Tasks and exercises »
(a) Please rewrite the paragraph of the album review that begins "But the oddest oddities" as a short bulleted list, keeping its main facts.
(b) In the album review, where were Sandi's vocals recorded?
(c) Carry on the review of the album 1926 Funstown Street from its final sentence.

1926 Funstown Street is a dangerous listen, studded with several tracks that are best approached slowly and with great caution. A prime example is "Rippin' a Whole in the Side of My Heart," and its immortal line, "You keep it up/Till you throw up/In my pickup truck/In your baseball cup." Then there's "Tour de Hotown," which cruises along to chattering high hat, toy piano torture, and Toth's skittish surf-guitar lines. "Flying Trapeze" is a giddy carnival-ride waltz with everything but the cotton candy, while "Circus Man Suits" makes a valiant stab at normal rock music and fails wonderfully. Underneath the sauntering swamp-blues backwash of "Big Al Shoeshine," a baritone sax honks like an angry resident of the pachyderm house. On "Co-Cola For Breakfast," the tape speed is manipulated to warp the tune like a fun-house mirror.
Sound effects, such as the train noise that permeates "East Coast Railway," also thread their way through the album, adding elements from Toth's suburban soundscape. "Dogs barking, cars driving by, the a/c, that's all music to me," he explains.
But the oddest oddities on 1926 Funstown Streetcome courtesy of Toth's mom, Sandi. Two songs she used to sing to her boy in his childhood have been resurrected: a campfire ditty called "Catalina Matalina" and an untraceable, tongue-twisting folk song, "The King of the Cannibal Island." Sandi's vocals were recorded in the bathroom of her home. "It was spooky for me to hear them again," murmurs Toth. Listeners should prepare to be similarly nostalgic: The tunes feel like finding an old record in the attic, once familiar but long forgotten.

[Dataset records]

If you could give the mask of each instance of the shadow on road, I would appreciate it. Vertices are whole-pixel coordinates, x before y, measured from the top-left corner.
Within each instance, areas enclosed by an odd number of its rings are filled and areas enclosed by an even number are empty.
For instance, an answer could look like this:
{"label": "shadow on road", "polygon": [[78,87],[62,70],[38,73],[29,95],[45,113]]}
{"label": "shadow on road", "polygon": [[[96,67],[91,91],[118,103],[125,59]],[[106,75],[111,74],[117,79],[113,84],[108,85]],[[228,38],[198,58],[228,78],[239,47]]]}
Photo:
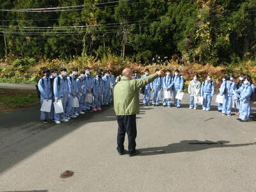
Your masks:
{"label": "shadow on road", "polygon": [[233,145],[227,144],[229,143],[230,141],[218,141],[214,142],[207,140],[204,141],[198,140],[183,140],[180,141],[180,143],[171,143],[167,146],[139,148],[138,150],[140,151],[138,156],[144,156],[184,152],[194,152],[211,148],[237,147],[255,145],[255,143]]}

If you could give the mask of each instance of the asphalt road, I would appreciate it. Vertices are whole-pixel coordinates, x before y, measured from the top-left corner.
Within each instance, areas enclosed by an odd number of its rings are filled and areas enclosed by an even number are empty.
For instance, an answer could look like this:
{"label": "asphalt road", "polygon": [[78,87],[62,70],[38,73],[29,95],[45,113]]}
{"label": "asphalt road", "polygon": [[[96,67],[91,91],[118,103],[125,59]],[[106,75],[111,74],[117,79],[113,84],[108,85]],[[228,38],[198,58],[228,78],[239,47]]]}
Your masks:
{"label": "asphalt road", "polygon": [[188,103],[141,108],[134,157],[116,151],[113,107],[60,125],[1,114],[0,191],[256,191],[256,122]]}

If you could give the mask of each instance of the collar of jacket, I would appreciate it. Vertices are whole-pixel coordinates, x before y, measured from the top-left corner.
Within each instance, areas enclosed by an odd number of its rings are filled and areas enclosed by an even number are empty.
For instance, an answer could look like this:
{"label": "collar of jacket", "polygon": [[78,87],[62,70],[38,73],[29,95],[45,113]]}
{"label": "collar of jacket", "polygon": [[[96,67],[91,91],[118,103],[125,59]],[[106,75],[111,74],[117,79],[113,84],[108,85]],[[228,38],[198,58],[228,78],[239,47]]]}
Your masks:
{"label": "collar of jacket", "polygon": [[129,79],[128,77],[121,77],[121,81],[128,81],[128,80],[131,80],[130,79]]}

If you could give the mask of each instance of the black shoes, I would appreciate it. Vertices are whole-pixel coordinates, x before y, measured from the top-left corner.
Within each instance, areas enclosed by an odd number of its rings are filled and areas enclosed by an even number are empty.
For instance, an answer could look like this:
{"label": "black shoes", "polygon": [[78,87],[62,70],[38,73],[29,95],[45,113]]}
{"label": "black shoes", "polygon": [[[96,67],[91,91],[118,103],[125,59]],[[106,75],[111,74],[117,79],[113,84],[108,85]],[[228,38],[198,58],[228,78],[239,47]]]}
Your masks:
{"label": "black shoes", "polygon": [[136,150],[132,154],[129,154],[129,156],[130,157],[135,156],[137,156],[138,154],[140,154],[140,152],[138,150]]}

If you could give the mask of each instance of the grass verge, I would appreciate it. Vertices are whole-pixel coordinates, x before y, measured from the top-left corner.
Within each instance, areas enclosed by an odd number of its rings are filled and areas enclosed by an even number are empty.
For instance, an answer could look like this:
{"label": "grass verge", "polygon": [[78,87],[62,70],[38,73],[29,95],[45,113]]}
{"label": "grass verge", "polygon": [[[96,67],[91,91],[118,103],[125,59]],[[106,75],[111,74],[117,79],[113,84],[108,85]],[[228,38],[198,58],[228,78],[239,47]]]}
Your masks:
{"label": "grass verge", "polygon": [[0,113],[16,111],[38,103],[36,90],[0,88]]}

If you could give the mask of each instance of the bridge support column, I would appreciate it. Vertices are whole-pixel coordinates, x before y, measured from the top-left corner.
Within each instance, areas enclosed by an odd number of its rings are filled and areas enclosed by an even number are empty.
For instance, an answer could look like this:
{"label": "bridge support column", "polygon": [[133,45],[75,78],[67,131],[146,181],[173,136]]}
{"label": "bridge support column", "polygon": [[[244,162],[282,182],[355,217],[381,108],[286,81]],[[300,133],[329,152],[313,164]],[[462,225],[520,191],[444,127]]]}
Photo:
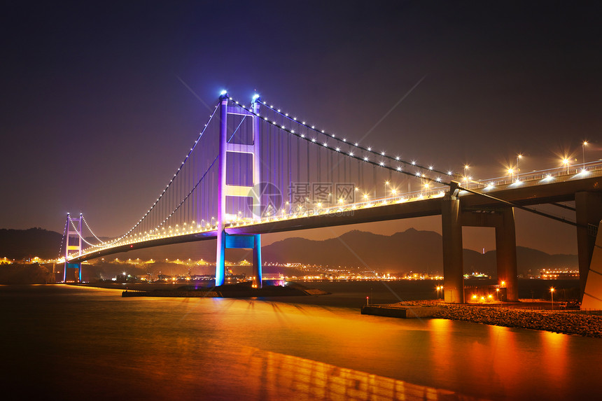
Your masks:
{"label": "bridge support column", "polygon": [[253,235],[253,286],[255,288],[261,288],[263,283],[261,280],[261,235],[255,234]]}
{"label": "bridge support column", "polygon": [[577,250],[579,260],[580,298],[583,298],[585,283],[596,244],[594,234],[602,220],[602,194],[580,192],[575,194],[577,220]]}
{"label": "bridge support column", "polygon": [[515,302],[519,300],[519,281],[514,209],[505,208],[500,214],[501,222],[496,227],[498,283],[506,288],[505,300]]}
{"label": "bridge support column", "polygon": [[218,219],[217,250],[216,253],[216,286],[223,286],[225,275],[225,190],[226,190],[226,146],[227,145],[227,93],[220,97],[220,137],[218,156]]}
{"label": "bridge support column", "polygon": [[[80,213],[79,218],[71,218],[69,213],[67,213],[67,221],[66,221],[66,227],[65,232],[65,268],[63,271],[63,283],[67,281],[67,269],[77,269],[78,274],[79,278],[79,282],[81,283],[81,263],[69,263],[69,251],[77,251],[78,255],[81,255],[82,251],[82,237],[81,237],[81,229],[82,229],[82,220],[83,218],[82,217],[82,214]],[[74,226],[74,221],[76,221],[78,223],[77,227]],[[71,230],[73,228],[73,230]],[[70,241],[71,239],[77,239],[77,245],[74,245],[73,244],[73,241]]]}
{"label": "bridge support column", "polygon": [[462,222],[460,199],[451,197],[442,202],[443,233],[443,293],[446,302],[464,303]]}
{"label": "bridge support column", "polygon": [[225,241],[226,233],[223,230],[217,232],[217,252],[216,254],[216,286],[223,286],[225,277]]}

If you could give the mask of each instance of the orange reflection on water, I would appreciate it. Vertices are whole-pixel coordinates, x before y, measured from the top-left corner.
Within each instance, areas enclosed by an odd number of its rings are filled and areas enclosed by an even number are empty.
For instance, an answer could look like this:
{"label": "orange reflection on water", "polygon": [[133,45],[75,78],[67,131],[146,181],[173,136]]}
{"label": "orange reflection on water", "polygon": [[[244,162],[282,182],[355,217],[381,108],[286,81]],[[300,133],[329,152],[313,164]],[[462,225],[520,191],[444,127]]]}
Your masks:
{"label": "orange reflection on water", "polygon": [[563,380],[566,374],[567,335],[541,332],[544,346],[541,351],[541,368],[556,380]]}
{"label": "orange reflection on water", "polygon": [[251,347],[243,353],[245,372],[255,383],[253,395],[262,400],[287,395],[295,400],[476,400],[290,355]]}

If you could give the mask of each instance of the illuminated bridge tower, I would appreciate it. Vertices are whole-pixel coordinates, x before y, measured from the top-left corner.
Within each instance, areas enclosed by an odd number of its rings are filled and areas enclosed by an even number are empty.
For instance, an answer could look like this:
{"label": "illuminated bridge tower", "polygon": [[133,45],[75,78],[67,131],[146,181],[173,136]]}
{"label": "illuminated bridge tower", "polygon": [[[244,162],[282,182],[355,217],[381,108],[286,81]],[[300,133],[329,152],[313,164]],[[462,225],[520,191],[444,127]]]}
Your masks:
{"label": "illuminated bridge tower", "polygon": [[[253,215],[260,216],[260,193],[258,184],[260,181],[260,134],[259,118],[255,115],[259,113],[260,98],[255,95],[253,98],[252,110],[249,112],[237,106],[228,105],[229,97],[225,91],[220,97],[220,134],[218,155],[218,218],[217,218],[217,253],[216,256],[216,286],[224,283],[225,275],[225,256],[226,248],[243,248],[253,249],[253,286],[260,288],[261,281],[261,237],[260,234],[230,234],[225,230],[225,225],[236,217],[227,210],[227,198],[251,198]],[[228,132],[227,116],[238,115],[243,116],[243,120],[250,118],[252,121],[252,139],[250,143],[230,143],[229,134],[234,136],[234,132]],[[242,124],[242,122],[241,122]],[[234,174],[227,174],[230,160],[236,157],[251,156],[250,164],[252,172],[249,175],[251,182],[240,182],[230,179]],[[247,164],[246,168],[248,168]],[[230,164],[230,167],[232,165]],[[242,168],[245,168],[243,167]],[[249,183],[251,185],[249,185]],[[234,211],[236,212],[237,211]]]}
{"label": "illuminated bridge tower", "polygon": [[[63,271],[63,282],[66,281],[67,269],[77,269],[79,273],[79,282],[81,283],[81,263],[69,263],[68,262],[70,251],[77,251],[78,255],[81,255],[82,238],[81,228],[83,220],[82,214],[78,218],[71,218],[67,213],[66,230],[65,230],[65,268]],[[74,223],[77,223],[77,227]]]}

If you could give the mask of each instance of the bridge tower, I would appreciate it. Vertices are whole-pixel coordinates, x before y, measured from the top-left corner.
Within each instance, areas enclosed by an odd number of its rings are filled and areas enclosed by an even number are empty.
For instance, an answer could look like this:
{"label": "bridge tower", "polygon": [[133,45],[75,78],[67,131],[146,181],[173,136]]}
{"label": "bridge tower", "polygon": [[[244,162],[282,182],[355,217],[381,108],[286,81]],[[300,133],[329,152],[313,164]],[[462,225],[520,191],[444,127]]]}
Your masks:
{"label": "bridge tower", "polygon": [[[224,283],[225,276],[225,250],[227,248],[244,248],[253,249],[253,287],[260,288],[261,280],[261,237],[260,234],[227,234],[225,225],[227,223],[229,215],[226,210],[226,197],[252,198],[253,213],[260,216],[260,193],[257,190],[261,179],[261,163],[260,160],[260,137],[259,130],[259,113],[260,99],[258,95],[253,98],[252,112],[240,107],[228,106],[229,96],[224,91],[220,97],[220,134],[218,177],[218,218],[217,218],[217,252],[216,255],[216,286]],[[230,143],[228,141],[227,116],[236,114],[251,118],[253,121],[252,143]],[[231,133],[233,134],[233,133]],[[227,182],[227,160],[228,155],[236,154],[250,154],[252,157],[251,185],[234,185]]]}
{"label": "bridge tower", "polygon": [[[81,283],[81,263],[69,263],[67,260],[70,251],[77,251],[78,255],[81,255],[82,239],[80,234],[81,234],[83,220],[82,213],[79,214],[78,218],[71,218],[71,215],[67,213],[66,230],[65,230],[65,268],[63,271],[63,282],[66,281],[67,269],[77,269],[79,273],[79,282]],[[76,229],[73,227],[74,222],[77,222]],[[71,239],[76,241],[71,241]]]}

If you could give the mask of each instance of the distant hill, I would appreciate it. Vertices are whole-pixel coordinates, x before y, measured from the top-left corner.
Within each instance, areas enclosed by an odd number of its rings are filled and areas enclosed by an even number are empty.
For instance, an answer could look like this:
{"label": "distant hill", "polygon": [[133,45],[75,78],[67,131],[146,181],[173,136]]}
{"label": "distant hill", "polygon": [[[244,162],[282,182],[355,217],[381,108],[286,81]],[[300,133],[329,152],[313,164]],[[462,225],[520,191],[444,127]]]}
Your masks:
{"label": "distant hill", "polygon": [[[41,228],[25,230],[0,230],[0,258],[22,259],[38,256],[55,258],[59,253],[62,234]],[[298,262],[328,265],[332,267],[359,267],[379,272],[442,273],[442,239],[432,231],[410,228],[393,235],[380,235],[354,230],[340,237],[322,241],[288,238],[264,246],[265,262]],[[251,251],[228,249],[226,259],[239,262],[251,260]],[[148,260],[153,258],[204,259],[215,261],[215,241],[202,241],[132,251],[111,255],[110,258]],[[526,275],[543,268],[576,267],[575,255],[549,255],[545,252],[518,246],[517,258],[519,274]],[[484,255],[465,249],[464,271],[480,272],[492,276],[496,272],[496,251]]]}
{"label": "distant hill", "polygon": [[[263,247],[264,260],[298,262],[332,267],[359,267],[379,272],[442,272],[443,240],[432,231],[413,228],[391,236],[362,231],[350,231],[337,238],[312,241],[288,238]],[[464,249],[464,272],[480,272],[495,276],[496,251],[484,255]],[[517,247],[519,274],[543,268],[576,267],[575,255],[549,255],[545,252]]]}

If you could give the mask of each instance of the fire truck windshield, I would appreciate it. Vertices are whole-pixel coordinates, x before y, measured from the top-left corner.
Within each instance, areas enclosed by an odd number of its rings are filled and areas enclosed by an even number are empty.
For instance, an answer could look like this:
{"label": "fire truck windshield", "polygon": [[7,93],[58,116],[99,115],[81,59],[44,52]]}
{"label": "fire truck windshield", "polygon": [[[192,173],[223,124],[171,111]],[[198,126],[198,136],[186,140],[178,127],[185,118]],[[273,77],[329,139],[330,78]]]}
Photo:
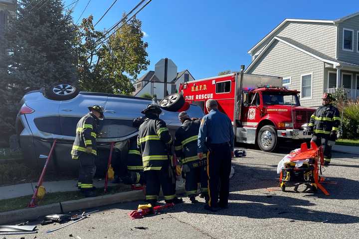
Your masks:
{"label": "fire truck windshield", "polygon": [[263,92],[263,104],[265,105],[283,105],[299,106],[297,94],[285,92]]}

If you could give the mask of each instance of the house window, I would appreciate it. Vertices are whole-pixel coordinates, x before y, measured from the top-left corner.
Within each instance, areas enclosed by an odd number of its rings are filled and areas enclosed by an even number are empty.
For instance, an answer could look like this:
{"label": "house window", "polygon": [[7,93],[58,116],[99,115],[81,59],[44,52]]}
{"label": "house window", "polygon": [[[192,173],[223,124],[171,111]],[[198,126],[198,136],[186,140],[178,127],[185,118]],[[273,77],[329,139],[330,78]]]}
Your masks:
{"label": "house window", "polygon": [[292,82],[292,77],[285,77],[283,79],[283,85],[288,86],[291,84]]}
{"label": "house window", "polygon": [[187,81],[189,81],[189,74],[184,73],[184,82],[187,82]]}
{"label": "house window", "polygon": [[177,88],[175,84],[171,85],[171,94],[175,93],[176,92]]}
{"label": "house window", "polygon": [[301,76],[301,98],[312,98],[313,73]]}
{"label": "house window", "polygon": [[328,72],[328,88],[337,88],[337,73]]}
{"label": "house window", "polygon": [[342,86],[343,88],[352,89],[352,76],[351,73],[344,73],[342,75]]}
{"label": "house window", "polygon": [[343,28],[343,50],[353,51],[354,31],[350,29]]}
{"label": "house window", "polygon": [[216,83],[216,93],[225,93],[230,92],[230,81]]}

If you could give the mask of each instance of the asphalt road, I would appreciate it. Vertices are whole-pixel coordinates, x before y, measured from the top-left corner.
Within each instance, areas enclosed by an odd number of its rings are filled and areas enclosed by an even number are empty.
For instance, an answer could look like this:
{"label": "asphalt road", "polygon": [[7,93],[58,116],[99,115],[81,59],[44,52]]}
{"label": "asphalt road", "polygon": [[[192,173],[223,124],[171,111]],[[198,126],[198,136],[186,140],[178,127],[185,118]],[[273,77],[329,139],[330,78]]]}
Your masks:
{"label": "asphalt road", "polygon": [[277,187],[277,165],[286,151],[249,149],[246,157],[234,159],[228,209],[209,213],[202,199],[191,204],[183,198],[185,203],[166,213],[131,220],[127,213],[142,202],[124,203],[100,208],[90,218],[51,234],[45,232],[58,224],[41,226],[38,221],[31,223],[38,225],[39,233],[6,238],[358,238],[359,155],[334,153],[324,172],[332,183],[323,184],[331,194],[326,196]]}

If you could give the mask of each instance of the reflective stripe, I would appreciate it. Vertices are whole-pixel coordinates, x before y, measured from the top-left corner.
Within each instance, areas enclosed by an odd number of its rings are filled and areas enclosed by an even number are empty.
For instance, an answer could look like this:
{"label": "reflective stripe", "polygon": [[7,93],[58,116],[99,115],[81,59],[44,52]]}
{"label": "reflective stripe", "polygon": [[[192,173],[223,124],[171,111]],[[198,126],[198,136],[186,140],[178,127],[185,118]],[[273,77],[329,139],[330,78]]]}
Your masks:
{"label": "reflective stripe", "polygon": [[331,133],[330,131],[324,131],[321,129],[314,129],[315,133],[324,133],[325,134],[330,134]]}
{"label": "reflective stripe", "polygon": [[166,160],[167,155],[149,155],[142,157],[142,161],[146,162],[150,160]]}
{"label": "reflective stripe", "polygon": [[187,195],[190,195],[191,194],[196,194],[196,193],[197,190],[186,191],[186,193]]}
{"label": "reflective stripe", "polygon": [[158,135],[147,135],[146,137],[140,138],[140,143],[143,143],[148,140],[159,140],[160,137]]}
{"label": "reflective stripe", "polygon": [[[205,157],[205,155],[203,155],[203,156]],[[188,162],[195,161],[195,160],[197,160],[199,159],[199,158],[198,158],[198,156],[197,156],[197,155],[193,156],[192,157],[187,157],[183,158],[182,163],[188,163]]]}
{"label": "reflective stripe", "polygon": [[194,135],[191,137],[189,137],[189,138],[187,138],[184,140],[183,140],[182,142],[181,142],[181,143],[182,144],[182,146],[184,146],[184,145],[186,143],[189,143],[189,142],[191,142],[192,141],[197,140],[198,139],[198,135]]}
{"label": "reflective stripe", "polygon": [[158,198],[158,196],[157,195],[146,195],[146,199],[147,200],[157,199]]}
{"label": "reflective stripe", "polygon": [[86,123],[84,123],[83,125],[82,125],[82,128],[84,129],[87,128],[91,128],[91,129],[92,129],[93,128],[93,127],[92,127],[92,124],[88,124]]}
{"label": "reflective stripe", "polygon": [[141,155],[141,153],[140,153],[140,151],[139,150],[129,150],[129,154],[139,154]]}
{"label": "reflective stripe", "polygon": [[165,198],[165,200],[171,200],[171,199],[173,199],[176,197],[176,195],[175,194],[173,195],[167,195],[164,196],[164,198]]}
{"label": "reflective stripe", "polygon": [[81,186],[81,188],[92,188],[93,187],[92,184],[85,184],[82,183]]}
{"label": "reflective stripe", "polygon": [[[73,145],[72,150],[81,151],[81,152],[86,152],[86,148],[84,148],[83,147],[80,147],[77,145]],[[95,155],[97,155],[97,152],[95,149],[92,149],[91,153],[92,153],[93,154],[95,154]]]}
{"label": "reflective stripe", "polygon": [[162,132],[164,132],[165,131],[168,131],[168,128],[167,128],[167,127],[160,128],[158,129],[158,130],[157,130],[157,134],[160,136],[161,135],[161,134],[162,133]]}
{"label": "reflective stripe", "polygon": [[161,170],[162,167],[148,167],[144,169],[144,171],[148,170]]}
{"label": "reflective stripe", "polygon": [[128,166],[127,169],[129,170],[142,170],[143,166]]}
{"label": "reflective stripe", "polygon": [[175,150],[180,150],[183,148],[183,147],[182,147],[182,145],[180,146],[176,146],[175,147]]}

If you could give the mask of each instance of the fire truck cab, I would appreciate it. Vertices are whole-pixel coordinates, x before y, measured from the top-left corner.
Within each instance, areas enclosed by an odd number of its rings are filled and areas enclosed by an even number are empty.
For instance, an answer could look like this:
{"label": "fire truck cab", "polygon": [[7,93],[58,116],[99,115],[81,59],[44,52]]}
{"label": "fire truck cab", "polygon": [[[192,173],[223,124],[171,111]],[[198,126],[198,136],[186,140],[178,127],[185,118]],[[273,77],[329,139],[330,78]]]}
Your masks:
{"label": "fire truck cab", "polygon": [[305,124],[315,111],[300,106],[300,92],[283,87],[281,77],[240,76],[235,73],[185,82],[180,92],[186,102],[199,106],[205,114],[206,101],[216,100],[219,110],[232,120],[237,142],[257,143],[270,152],[280,138],[311,138]]}

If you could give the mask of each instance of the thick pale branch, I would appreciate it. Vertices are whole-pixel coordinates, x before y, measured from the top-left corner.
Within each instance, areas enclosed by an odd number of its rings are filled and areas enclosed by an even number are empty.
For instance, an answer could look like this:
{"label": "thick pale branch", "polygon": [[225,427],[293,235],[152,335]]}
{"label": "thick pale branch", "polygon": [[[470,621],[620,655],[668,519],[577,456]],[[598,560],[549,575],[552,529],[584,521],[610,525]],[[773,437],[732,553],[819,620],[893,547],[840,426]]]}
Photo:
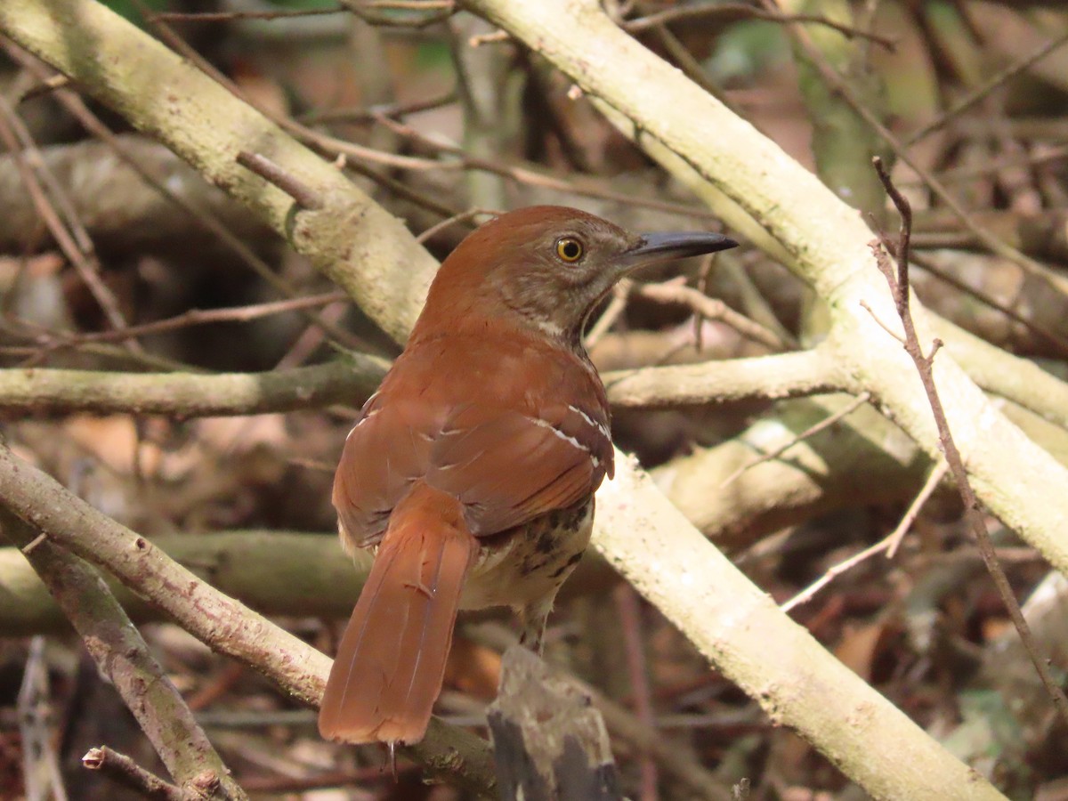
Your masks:
{"label": "thick pale branch", "polygon": [[772,721],[875,798],[1002,798],[784,615],[623,454],[616,465],[595,547]]}
{"label": "thick pale branch", "polygon": [[[3,0],[0,32],[261,215],[403,341],[436,264],[395,217],[341,172],[195,66],[90,0]],[[237,163],[261,154],[321,198],[320,210]]]}
{"label": "thick pale branch", "polygon": [[[214,650],[260,671],[295,698],[317,706],[330,660],[171,560],[56,480],[0,446],[0,504],[50,541],[112,572]],[[341,554],[339,552],[339,559]],[[439,720],[411,752],[430,772],[489,794],[486,743]]]}
{"label": "thick pale branch", "polygon": [[388,366],[383,359],[354,355],[313,367],[221,375],[0,370],[0,408],[37,414],[129,411],[197,418],[341,403],[360,406]]}
{"label": "thick pale branch", "polygon": [[18,545],[78,630],[97,669],[114,686],[174,780],[192,789],[210,778],[205,799],[246,799],[177,688],[148,650],[92,565],[45,539],[0,507],[0,527]]}
{"label": "thick pale branch", "polygon": [[[830,304],[828,347],[849,378],[849,391],[870,392],[884,413],[932,458],[939,456],[938,431],[911,361],[861,305],[865,302],[884,323],[897,317],[868,251],[873,234],[854,209],[621,31],[594,0],[468,0],[467,5],[615,109],[627,121],[625,132],[639,144],[670,151],[669,169],[685,164],[688,183],[700,176],[759,220],[789,253],[790,268]],[[930,342],[931,323],[918,301],[913,313],[921,336]],[[1001,414],[952,359],[938,360],[936,379],[979,500],[1068,572],[1068,496],[1063,491],[1068,470]]]}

Answers for the exercise »
(a)
- Toth's mom, Sandi, supplies the album's oddest moments.
- Two songs she sang to him in his childhood return: the campfire ditty "Catalina Matalina" and the untraceable, tongue-twisting folk song "The King of the Cannibal Island."
- Her vocals were recorded in the bathroom of her home.
- Toth found it spooky to hear the songs again.
- The tunes feel like an old record found in the attic, once familiar but long forgotten.

(b) In the bathroom of her home.

(c)
The lean, close-cropped Toth was born and raised in Hollywood, just like his mother. His home is a virtual art gallery of rock 'n' roll artifacts, folk art, rare toys, vintage musical instruments, and obscure books and videos, rounded out by Betty Page photos, an old phone booth, theater seats, and the odd croquet set. He's amassed a collection of the primitive, religious-themed works of octogenarian outsider artist Howard Finster. An ordained minister, Finster married Toth and his wife Tina back in 1989. In every room, on every wall, there's something to study. Any fan of esoterica from the odder side of the pop-culture spectrum would have a field day at Toth's Funston Street digs. "To tell you the truth," he admits, "my house is so fuckin' cool, I don't even feel like leaving."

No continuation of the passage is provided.